• **Data in this exercise**:
____________________

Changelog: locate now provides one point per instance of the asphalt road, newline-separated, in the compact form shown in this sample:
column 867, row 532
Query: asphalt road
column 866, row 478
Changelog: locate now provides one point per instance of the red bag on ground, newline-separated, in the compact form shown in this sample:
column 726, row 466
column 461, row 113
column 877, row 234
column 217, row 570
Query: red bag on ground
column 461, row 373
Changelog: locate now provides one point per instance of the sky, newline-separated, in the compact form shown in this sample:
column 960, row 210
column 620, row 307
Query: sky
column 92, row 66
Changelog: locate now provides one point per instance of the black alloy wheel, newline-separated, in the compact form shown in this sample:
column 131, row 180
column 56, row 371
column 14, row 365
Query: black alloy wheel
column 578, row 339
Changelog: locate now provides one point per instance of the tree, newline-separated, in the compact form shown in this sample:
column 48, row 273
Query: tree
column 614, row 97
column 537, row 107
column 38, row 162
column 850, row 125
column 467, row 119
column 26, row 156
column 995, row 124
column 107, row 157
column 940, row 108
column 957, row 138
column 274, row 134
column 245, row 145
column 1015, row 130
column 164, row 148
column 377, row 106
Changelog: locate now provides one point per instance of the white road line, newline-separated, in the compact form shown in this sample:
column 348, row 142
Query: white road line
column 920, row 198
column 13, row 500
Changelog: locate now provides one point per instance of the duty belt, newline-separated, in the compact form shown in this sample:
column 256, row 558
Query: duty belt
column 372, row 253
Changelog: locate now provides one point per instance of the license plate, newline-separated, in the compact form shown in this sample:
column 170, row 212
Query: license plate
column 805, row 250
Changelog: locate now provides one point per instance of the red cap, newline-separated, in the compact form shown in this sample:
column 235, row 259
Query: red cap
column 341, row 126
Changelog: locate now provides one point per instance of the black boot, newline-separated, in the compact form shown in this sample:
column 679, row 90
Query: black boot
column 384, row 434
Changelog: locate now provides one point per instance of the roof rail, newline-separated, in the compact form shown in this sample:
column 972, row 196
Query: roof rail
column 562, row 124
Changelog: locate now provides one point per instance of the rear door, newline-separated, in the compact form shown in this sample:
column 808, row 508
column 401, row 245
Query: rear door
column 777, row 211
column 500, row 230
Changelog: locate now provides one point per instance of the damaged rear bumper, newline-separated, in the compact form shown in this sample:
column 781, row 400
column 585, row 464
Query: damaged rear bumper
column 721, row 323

____________________

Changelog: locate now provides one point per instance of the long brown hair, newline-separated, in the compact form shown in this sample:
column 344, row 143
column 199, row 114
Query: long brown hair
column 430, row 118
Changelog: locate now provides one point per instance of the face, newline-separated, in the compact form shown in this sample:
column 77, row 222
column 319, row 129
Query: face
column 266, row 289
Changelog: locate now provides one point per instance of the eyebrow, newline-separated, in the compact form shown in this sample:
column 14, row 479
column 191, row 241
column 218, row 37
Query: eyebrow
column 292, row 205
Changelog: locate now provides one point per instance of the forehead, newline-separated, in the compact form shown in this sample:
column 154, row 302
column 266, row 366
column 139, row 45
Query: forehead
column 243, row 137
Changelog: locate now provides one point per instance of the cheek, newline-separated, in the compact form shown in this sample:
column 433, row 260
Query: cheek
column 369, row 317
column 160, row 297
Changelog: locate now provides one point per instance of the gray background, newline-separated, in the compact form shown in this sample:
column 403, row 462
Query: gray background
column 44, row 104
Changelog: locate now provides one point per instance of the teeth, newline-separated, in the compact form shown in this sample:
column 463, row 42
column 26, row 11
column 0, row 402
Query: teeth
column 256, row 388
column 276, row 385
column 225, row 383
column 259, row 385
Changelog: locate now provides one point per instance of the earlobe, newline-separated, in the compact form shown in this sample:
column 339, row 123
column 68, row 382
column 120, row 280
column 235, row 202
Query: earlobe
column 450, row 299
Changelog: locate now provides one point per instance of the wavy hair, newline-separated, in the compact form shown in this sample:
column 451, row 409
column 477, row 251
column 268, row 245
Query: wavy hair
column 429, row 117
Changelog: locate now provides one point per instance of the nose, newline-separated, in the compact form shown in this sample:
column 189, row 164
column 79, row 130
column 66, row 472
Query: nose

____________________

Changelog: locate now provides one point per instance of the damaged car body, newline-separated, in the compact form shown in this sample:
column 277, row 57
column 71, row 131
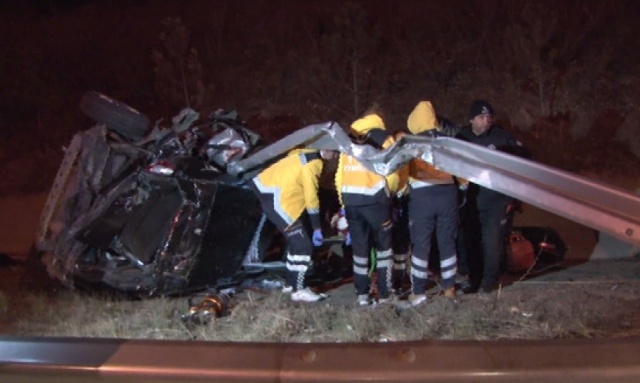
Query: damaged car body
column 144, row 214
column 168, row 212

____________________

Going down the listing above, begin printing at the line with "column 867, row 532" and finish with the line with "column 48, row 273", exactly as they appear.

• **Solution to this problem**:
column 867, row 532
Query: asphalt road
column 866, row 478
Changelog: locate now provides one point per instance of the red bag on ground, newline-separated, in the compact form shown in this sample:
column 726, row 466
column 461, row 113
column 877, row 234
column 217, row 570
Query: red bag on ground
column 461, row 373
Changelog: locate now provides one point per instance of the sky, newline-separated, in the compact form shown in this sample:
column 960, row 210
column 620, row 307
Query: sky
column 92, row 66
Changelog: locate now provides one point per instance of the black alloy wheel, newline-separated, in the compact form shown in this sample:
column 131, row 180
column 56, row 371
column 14, row 365
Query: black alloy wheel
column 578, row 339
Changelog: locate now provides one point per instance of the tree, newline-separated, in the compact form shown in this sample:
column 48, row 273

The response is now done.